- TASK BRIEF -
Among the lines below, a stretch begins at the one with "Target: rear side window" and ends at the one with "Target: chain link fence". Repeat that stretch exactly, ends included.

(Point localization data)
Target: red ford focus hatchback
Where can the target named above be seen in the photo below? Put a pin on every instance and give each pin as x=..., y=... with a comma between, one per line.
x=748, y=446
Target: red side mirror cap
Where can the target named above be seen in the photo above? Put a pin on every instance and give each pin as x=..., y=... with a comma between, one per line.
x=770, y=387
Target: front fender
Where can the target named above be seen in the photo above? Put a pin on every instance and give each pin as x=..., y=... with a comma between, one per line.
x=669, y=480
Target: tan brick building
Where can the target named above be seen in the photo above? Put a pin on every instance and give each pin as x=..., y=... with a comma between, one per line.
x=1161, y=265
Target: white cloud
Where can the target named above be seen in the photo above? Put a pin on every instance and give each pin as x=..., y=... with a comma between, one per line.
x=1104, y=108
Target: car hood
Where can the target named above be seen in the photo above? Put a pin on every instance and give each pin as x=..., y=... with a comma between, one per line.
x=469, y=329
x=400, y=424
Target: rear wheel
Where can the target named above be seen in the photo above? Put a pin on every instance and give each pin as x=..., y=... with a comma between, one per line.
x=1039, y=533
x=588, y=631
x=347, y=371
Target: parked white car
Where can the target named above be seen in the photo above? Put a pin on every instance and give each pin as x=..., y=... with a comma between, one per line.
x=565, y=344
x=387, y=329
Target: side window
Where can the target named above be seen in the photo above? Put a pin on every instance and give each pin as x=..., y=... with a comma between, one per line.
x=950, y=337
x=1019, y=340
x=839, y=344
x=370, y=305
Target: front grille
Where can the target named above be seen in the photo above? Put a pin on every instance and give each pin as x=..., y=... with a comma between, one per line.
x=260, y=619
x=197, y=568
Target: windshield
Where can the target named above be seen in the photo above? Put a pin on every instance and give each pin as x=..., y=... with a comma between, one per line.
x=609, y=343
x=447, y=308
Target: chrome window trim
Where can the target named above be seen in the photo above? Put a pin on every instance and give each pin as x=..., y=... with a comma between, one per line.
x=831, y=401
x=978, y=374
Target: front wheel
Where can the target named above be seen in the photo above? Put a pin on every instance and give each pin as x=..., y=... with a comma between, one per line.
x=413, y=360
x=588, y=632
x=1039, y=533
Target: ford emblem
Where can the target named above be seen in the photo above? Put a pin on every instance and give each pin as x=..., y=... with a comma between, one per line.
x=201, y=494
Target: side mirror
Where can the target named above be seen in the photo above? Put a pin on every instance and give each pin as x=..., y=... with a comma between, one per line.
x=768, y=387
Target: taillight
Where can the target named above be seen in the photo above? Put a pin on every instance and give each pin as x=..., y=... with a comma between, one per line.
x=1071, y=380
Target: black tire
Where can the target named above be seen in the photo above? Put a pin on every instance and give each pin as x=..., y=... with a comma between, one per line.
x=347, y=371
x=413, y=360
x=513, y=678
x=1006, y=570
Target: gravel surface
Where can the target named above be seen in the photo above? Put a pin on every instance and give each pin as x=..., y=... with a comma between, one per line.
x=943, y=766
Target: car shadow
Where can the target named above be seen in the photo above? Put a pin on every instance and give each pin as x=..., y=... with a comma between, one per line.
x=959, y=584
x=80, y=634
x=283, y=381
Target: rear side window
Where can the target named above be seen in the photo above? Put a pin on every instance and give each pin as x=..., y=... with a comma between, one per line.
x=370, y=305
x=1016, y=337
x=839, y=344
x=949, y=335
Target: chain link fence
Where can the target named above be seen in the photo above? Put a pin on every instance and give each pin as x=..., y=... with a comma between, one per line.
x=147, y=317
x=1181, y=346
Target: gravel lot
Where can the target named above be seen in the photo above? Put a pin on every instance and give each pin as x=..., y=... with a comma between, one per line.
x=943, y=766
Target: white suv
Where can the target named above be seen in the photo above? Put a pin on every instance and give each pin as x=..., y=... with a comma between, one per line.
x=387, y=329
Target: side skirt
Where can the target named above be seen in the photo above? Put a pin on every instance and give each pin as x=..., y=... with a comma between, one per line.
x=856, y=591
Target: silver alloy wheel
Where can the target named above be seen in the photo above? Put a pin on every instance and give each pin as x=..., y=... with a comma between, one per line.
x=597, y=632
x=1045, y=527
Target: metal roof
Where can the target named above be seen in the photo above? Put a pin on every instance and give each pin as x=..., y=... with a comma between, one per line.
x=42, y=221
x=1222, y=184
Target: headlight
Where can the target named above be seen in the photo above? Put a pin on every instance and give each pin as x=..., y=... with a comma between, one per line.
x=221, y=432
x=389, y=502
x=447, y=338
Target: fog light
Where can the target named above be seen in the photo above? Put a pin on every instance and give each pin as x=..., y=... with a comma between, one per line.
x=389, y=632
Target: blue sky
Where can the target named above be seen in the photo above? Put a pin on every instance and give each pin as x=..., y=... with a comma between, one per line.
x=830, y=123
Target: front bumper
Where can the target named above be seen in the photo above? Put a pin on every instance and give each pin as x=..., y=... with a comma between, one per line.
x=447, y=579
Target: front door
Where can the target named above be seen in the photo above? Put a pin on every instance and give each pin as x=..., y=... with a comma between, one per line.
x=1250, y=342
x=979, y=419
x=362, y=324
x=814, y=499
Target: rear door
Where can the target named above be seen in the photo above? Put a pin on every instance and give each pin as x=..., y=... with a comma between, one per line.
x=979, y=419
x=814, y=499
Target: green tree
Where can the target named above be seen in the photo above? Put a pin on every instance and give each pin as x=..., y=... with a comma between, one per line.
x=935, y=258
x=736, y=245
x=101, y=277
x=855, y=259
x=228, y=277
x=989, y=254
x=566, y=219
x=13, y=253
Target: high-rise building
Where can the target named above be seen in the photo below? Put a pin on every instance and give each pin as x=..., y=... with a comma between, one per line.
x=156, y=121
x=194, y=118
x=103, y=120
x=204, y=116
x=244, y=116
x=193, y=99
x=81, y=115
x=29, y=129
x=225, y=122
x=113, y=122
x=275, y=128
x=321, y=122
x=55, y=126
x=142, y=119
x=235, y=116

- WRITTEN ANSWER -
Target: rear side window
Where can the target named above be seen in the photo above? Put a pin on every instance and give each pin as x=..., y=... with a comma between, one per line.
x=370, y=305
x=1016, y=337
x=839, y=344
x=949, y=335
Target: chain link fence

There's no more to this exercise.